● TASK BRIEF
Return the data below unaltered, but strip out the pictures.

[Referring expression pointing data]
——————

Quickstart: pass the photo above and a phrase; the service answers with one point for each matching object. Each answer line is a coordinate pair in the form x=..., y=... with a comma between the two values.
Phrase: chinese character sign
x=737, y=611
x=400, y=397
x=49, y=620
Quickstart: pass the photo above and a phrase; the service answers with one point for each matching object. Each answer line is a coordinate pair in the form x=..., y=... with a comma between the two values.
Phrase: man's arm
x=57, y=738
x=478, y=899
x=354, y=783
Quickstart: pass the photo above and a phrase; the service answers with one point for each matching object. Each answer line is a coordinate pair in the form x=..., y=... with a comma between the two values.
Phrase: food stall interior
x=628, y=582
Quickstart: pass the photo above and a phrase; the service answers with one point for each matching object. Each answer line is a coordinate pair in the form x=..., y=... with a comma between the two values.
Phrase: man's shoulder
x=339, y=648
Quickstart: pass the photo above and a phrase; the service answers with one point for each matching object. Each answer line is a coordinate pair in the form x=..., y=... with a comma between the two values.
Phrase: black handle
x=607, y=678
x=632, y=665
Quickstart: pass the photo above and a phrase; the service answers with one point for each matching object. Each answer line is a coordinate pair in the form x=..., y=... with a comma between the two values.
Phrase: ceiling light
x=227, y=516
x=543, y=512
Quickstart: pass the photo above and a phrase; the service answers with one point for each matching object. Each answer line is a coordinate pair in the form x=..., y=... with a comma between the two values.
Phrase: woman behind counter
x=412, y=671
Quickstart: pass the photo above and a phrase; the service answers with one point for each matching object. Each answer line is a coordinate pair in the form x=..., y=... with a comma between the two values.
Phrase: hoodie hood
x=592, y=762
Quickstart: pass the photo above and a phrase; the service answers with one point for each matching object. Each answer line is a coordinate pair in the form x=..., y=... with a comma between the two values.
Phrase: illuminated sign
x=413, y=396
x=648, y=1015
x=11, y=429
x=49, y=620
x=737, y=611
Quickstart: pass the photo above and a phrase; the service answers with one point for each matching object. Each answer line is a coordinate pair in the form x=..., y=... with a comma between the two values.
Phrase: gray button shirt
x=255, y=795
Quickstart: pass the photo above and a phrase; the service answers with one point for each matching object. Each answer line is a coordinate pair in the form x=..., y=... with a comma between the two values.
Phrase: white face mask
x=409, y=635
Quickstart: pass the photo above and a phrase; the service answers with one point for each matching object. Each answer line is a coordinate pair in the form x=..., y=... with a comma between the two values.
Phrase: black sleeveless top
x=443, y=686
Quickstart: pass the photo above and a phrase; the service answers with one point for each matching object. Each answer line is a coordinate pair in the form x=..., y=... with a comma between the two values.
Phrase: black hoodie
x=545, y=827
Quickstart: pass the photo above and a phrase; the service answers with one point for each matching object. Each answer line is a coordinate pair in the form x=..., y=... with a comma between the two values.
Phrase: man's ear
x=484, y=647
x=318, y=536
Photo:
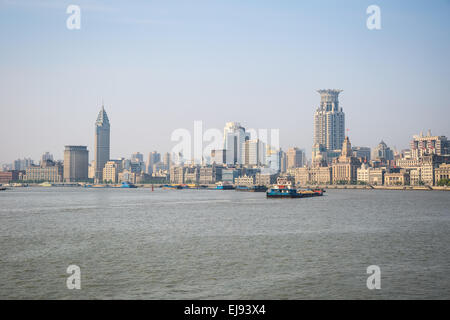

——————

● RESULT
Quickstart: pass the photo above and a phrase; the service answers with one point for each matching object. Each answer line is a coordinate pair in the form x=..., y=... with a comma between the two values.
Phrase: chinese character sign
x=737, y=611
x=400, y=397
x=49, y=620
Quickstart: pass the photo above and a phrase; the service answers with one point for each matching object. Each answer line is a coordinate pair in the form x=..., y=... with a comma between the two values.
Phrase: man's arm
x=57, y=738
x=478, y=899
x=354, y=783
Quickstart: pass the photo above and a phrase; the service answers with one point for each matching object. Each answer line is a coordinate pair in the form x=..., y=... with a comma between the two values.
Phrase: food stall interior
x=628, y=582
Quickstart: pass the photo above and a phrase; the service answers with one point for each matching object. Each answer line is a coordinate pair in the form x=..., y=... with a comma between the two values.
Phrase: man's shoulder
x=339, y=648
Quickstart: pass the photo above and a phrase; the service answers with one point for each matching object. Each answer line is a coordinate pair in the form x=..., y=... with a comma between the two values.
Phrase: black handle
x=607, y=678
x=632, y=665
Quickstart: pass the photo above and a phrase; the service answers with one point for each matching object. Each answer line is a coordinate pair in the form x=..., y=... with a comma between the two values.
Phrase: ceiling light
x=227, y=516
x=543, y=512
Quickstart: pass the photo above and a phrase; the service answers with one point for each matching object. Each answer line is a coordinate pair in the form x=..., y=... with a comma between the two values.
Phrase: woman behind counter
x=412, y=671
Quickstart: pass the photo above and a phrase; the service answers with one point for each matching object. Each answer line is a coordinate pair in the form x=..., y=... with a comma between the two values.
Phrase: hoodie hood
x=592, y=762
Quickstart: pass the photo above and a phrase; the service answers with one point for each matching object. Each answer line is a coordinate pair in the form x=..., y=... with a comma between the two values.
Phrase: illuminated sign
x=413, y=396
x=648, y=1015
x=11, y=429
x=49, y=620
x=737, y=611
Quickstart: pass the photo above and a phrase; the service answers with one point for each matching object. Each answer line is a coordinate pair in the form x=..., y=... with a comma between the two values.
Phrase: gray button shirt
x=255, y=795
Quickstart: pass the photo above and a phrase; the service answers with one point for each matching object. Each answer line is a coordinate pair in the form x=..., y=... with a comma between the two values.
Phrase: white face mask
x=409, y=635
Quickstart: pass the photo above and a phrase; the service answers with one point for each matching object. Each answer line is a coordinate pair in the form x=..., y=... with a comma between the two values.
Phrase: black sleeveless top
x=443, y=686
Quickstart: pass the photo above and a phrase; the service answers with one point for each matching object. Each answer line is a coordinate pair in the form x=..., y=... with a comma between the two values.
Phrase: black hoodie
x=545, y=827
Quickstart: pass the photo above and a phrase; the service answers with one point for each matching object. Each answer line is a coordinate pair in the form x=..., y=... with a comma between the two values.
Phrase: man's ear
x=484, y=647
x=318, y=536
Photo:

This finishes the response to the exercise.